- _Given text_
-- START --

TÜSİAD, the Turkish Industry and Business Association (), is Turkey's top business organization.

Founded in 1971, TÜSİAD is a voluntary, independent, non-governmental organization dedicated to promoting public welfare through private enterprise. TÜSİAD promotes principles of participatory democracy, a competitive market economy, environmental sustainability, and universal freedoms and human rights. The Association supports independent research and policy discussions on important social and economic issues in Turkey and abroad. TÜSİAD is composed of CEOs and executives from major industrial and services companies in Turkey, including Fortune 500 companies. The current Chairman is Simone Kaslowski and the Secretary-General (CEO) is Bahadir Kaleagasi.

About 
TÜSİAD represents more than 4,000 member companies which represent half of the Turkey's value-added; 80% of Turkey’s total foreign trade volume; more than 50% of private sector employment; and 80% of corporate tax revenue.

-- END --

- _Material provided_
-- START --

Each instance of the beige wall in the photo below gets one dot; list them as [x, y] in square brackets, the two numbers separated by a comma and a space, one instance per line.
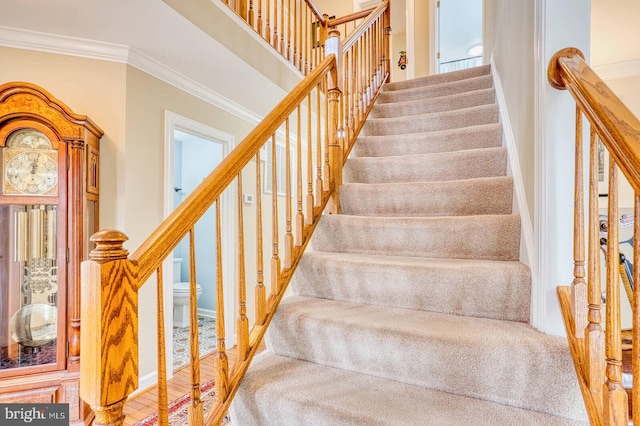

-- END --

- _Do this_
Reproduce the passage on TÜSİAD above word for word, from its opening sentence through its final one.

- _Answer_
TÜSİAD, the Turkish Industry and Business Association (), is Turkey's top business organization.

Founded in 1971, TÜSİAD is a voluntary, independent, non-governmental organization dedicated to promoting public welfare through private enterprise. TÜSİAD promotes principles of participatory democracy, a competitive market economy, environmental sustainability, and universal freedoms and human rights. The Association supports independent research and policy discussions on important social and economic issues in Turkey and abroad. TÜSİAD is composed of CEOs and executives from major industrial and services companies in Turkey, including Fortune 500 companies. The current Chairman is Simone Kaslowski and the Secretary-General (CEO) is Bahadir Kaleagasi.

About 
TÜSİAD represents more than 4,000 member companies which represent half of the Turkey's value-added; 80% of Turkey’s total foreign trade volume; more than 50% of private sector employment; and 80% of corporate tax revenue.